▶ WHAT NEEDS TO BE DONE
Report every line in the entries below that contains the string "boot", treating uppercase and lowercase as different.

▶ EXTRACTED INFORMATION
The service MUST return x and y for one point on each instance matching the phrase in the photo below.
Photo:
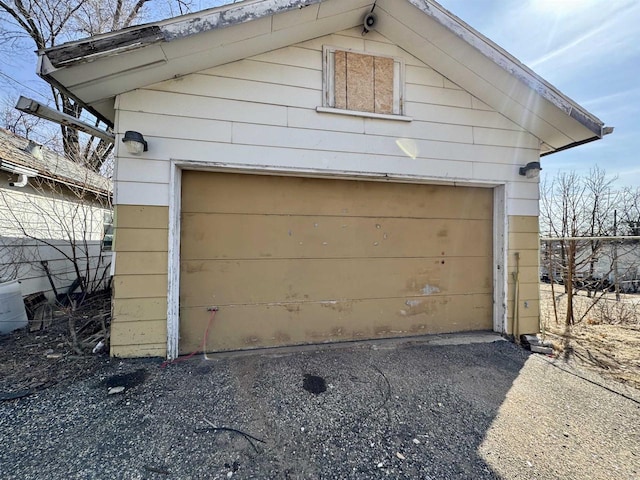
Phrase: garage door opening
(292, 260)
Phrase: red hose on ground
(195, 352)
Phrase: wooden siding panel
(245, 90)
(140, 286)
(141, 216)
(423, 76)
(372, 145)
(135, 193)
(269, 73)
(437, 96)
(166, 126)
(139, 333)
(144, 350)
(139, 309)
(201, 106)
(142, 240)
(305, 118)
(458, 116)
(142, 170)
(505, 138)
(293, 56)
(524, 239)
(140, 263)
(523, 224)
(420, 130)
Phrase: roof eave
(511, 64)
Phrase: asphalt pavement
(442, 407)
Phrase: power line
(25, 86)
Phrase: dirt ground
(606, 341)
(605, 337)
(33, 361)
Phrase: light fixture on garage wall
(135, 142)
(531, 170)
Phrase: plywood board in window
(383, 85)
(360, 92)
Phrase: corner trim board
(173, 275)
(500, 248)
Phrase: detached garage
(317, 181)
(293, 260)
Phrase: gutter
(44, 74)
(604, 131)
(510, 64)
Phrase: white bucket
(12, 312)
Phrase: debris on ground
(57, 350)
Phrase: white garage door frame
(175, 192)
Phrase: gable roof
(96, 70)
(20, 152)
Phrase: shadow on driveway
(399, 410)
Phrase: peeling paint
(230, 15)
(430, 289)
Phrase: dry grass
(605, 338)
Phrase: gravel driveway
(443, 407)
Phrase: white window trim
(328, 90)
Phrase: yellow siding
(139, 326)
(524, 239)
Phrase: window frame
(328, 85)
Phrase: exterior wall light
(531, 170)
(135, 142)
(24, 173)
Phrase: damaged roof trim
(167, 30)
(509, 63)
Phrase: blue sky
(588, 49)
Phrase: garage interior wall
(261, 111)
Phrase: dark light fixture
(531, 170)
(135, 142)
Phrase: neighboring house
(316, 182)
(52, 220)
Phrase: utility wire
(25, 86)
(553, 364)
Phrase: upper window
(362, 82)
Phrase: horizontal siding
(524, 239)
(139, 333)
(139, 306)
(140, 309)
(140, 350)
(261, 111)
(141, 216)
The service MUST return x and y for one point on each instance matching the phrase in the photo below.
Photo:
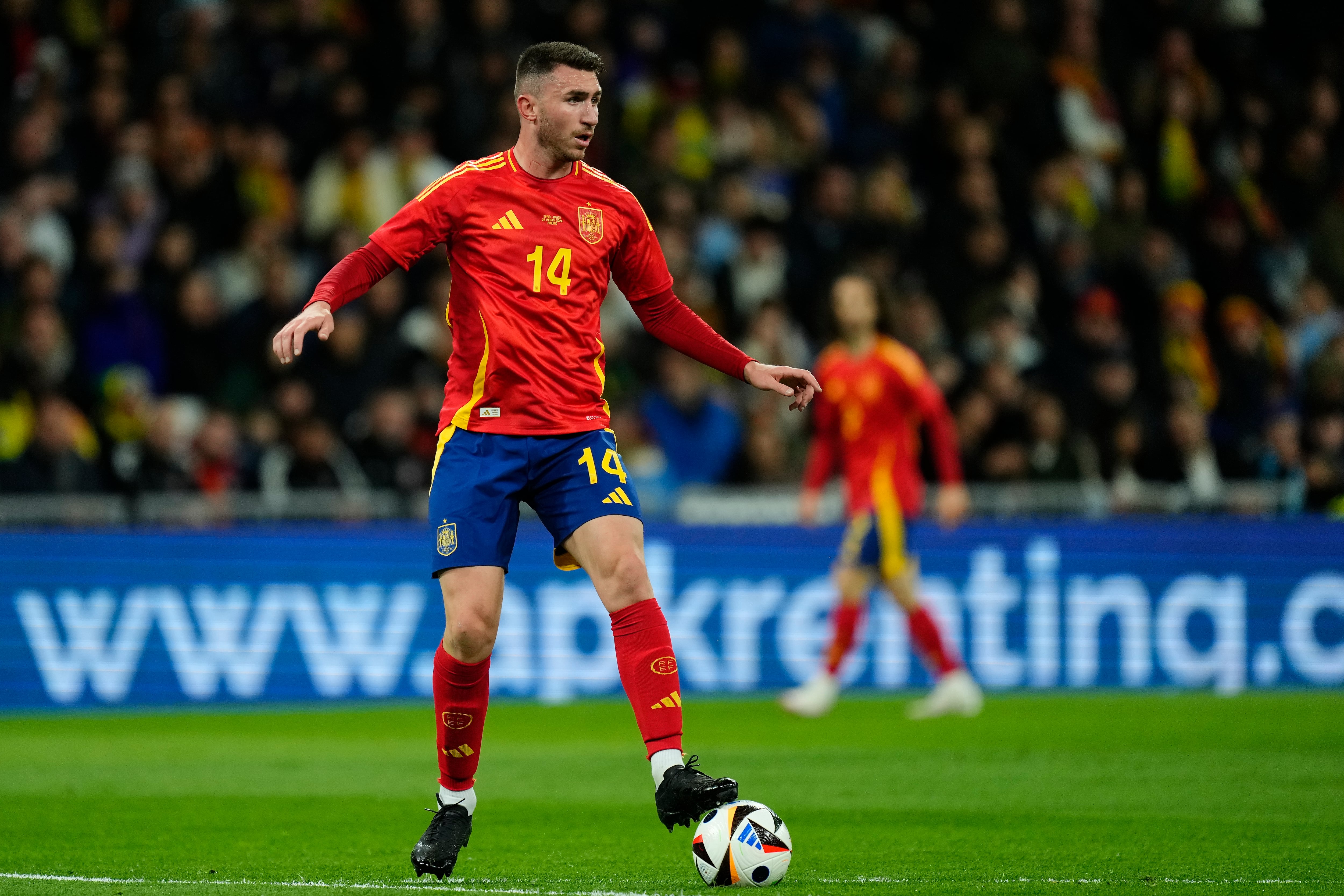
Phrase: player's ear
(527, 107)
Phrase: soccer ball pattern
(742, 844)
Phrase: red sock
(648, 673)
(843, 623)
(462, 695)
(924, 632)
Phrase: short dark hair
(542, 60)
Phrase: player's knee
(470, 639)
(624, 580)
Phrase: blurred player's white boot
(955, 695)
(815, 698)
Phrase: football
(742, 844)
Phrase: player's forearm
(943, 433)
(669, 319)
(943, 444)
(353, 276)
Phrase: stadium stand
(1127, 276)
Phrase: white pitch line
(314, 884)
(452, 888)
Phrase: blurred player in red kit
(534, 237)
(867, 430)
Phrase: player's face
(855, 305)
(566, 112)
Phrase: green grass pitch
(1183, 794)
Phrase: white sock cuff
(466, 798)
(662, 761)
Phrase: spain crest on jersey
(591, 225)
(447, 538)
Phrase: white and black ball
(742, 844)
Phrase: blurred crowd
(1115, 231)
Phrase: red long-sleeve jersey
(867, 425)
(531, 261)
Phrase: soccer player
(534, 237)
(867, 429)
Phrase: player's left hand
(789, 382)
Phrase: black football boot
(436, 854)
(687, 793)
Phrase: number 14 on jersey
(558, 273)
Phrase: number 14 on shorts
(611, 464)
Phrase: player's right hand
(289, 342)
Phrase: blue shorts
(480, 477)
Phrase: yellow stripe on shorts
(892, 526)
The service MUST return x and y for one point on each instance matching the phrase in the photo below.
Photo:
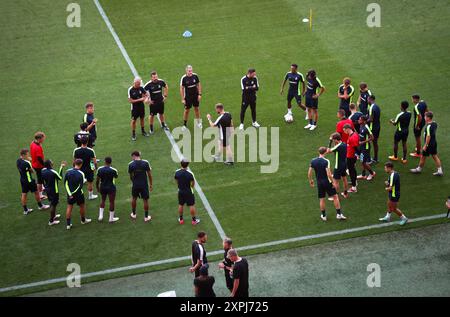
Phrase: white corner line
(250, 247)
(169, 135)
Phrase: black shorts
(28, 186)
(338, 173)
(376, 132)
(312, 103)
(89, 174)
(325, 188)
(138, 111)
(248, 102)
(140, 192)
(186, 198)
(297, 97)
(395, 199)
(401, 136)
(191, 101)
(107, 190)
(53, 198)
(418, 133)
(431, 150)
(38, 175)
(77, 198)
(364, 156)
(157, 108)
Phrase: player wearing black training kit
(157, 90)
(420, 108)
(225, 124)
(401, 123)
(191, 94)
(106, 186)
(73, 182)
(312, 95)
(51, 179)
(136, 96)
(139, 171)
(374, 124)
(345, 95)
(27, 182)
(186, 182)
(365, 138)
(321, 166)
(363, 100)
(393, 189)
(87, 155)
(249, 86)
(295, 79)
(340, 165)
(90, 119)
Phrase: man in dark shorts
(27, 182)
(363, 100)
(51, 178)
(294, 78)
(375, 126)
(203, 284)
(191, 94)
(106, 186)
(420, 108)
(312, 95)
(430, 146)
(324, 185)
(240, 275)
(401, 123)
(186, 181)
(140, 171)
(345, 95)
(91, 121)
(37, 160)
(136, 96)
(157, 90)
(365, 138)
(249, 86)
(393, 189)
(352, 150)
(73, 182)
(87, 155)
(340, 165)
(227, 264)
(225, 124)
(198, 255)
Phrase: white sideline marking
(169, 135)
(250, 247)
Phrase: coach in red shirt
(37, 159)
(352, 147)
(340, 125)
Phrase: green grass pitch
(48, 71)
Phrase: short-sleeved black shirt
(155, 89)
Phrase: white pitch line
(169, 135)
(250, 247)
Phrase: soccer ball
(288, 118)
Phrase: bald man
(136, 96)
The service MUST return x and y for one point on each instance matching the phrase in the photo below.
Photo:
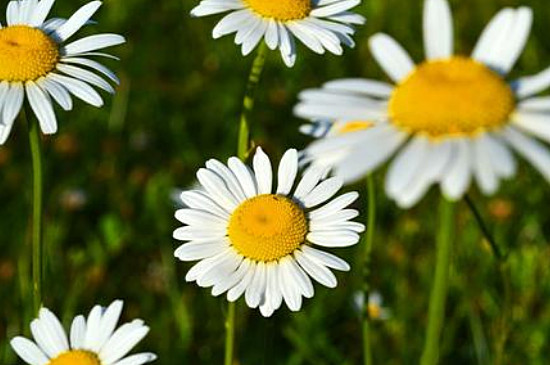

▶ PROBLEM SOLUTION
Phrase: blurred player's white boot
Phrase: black football boot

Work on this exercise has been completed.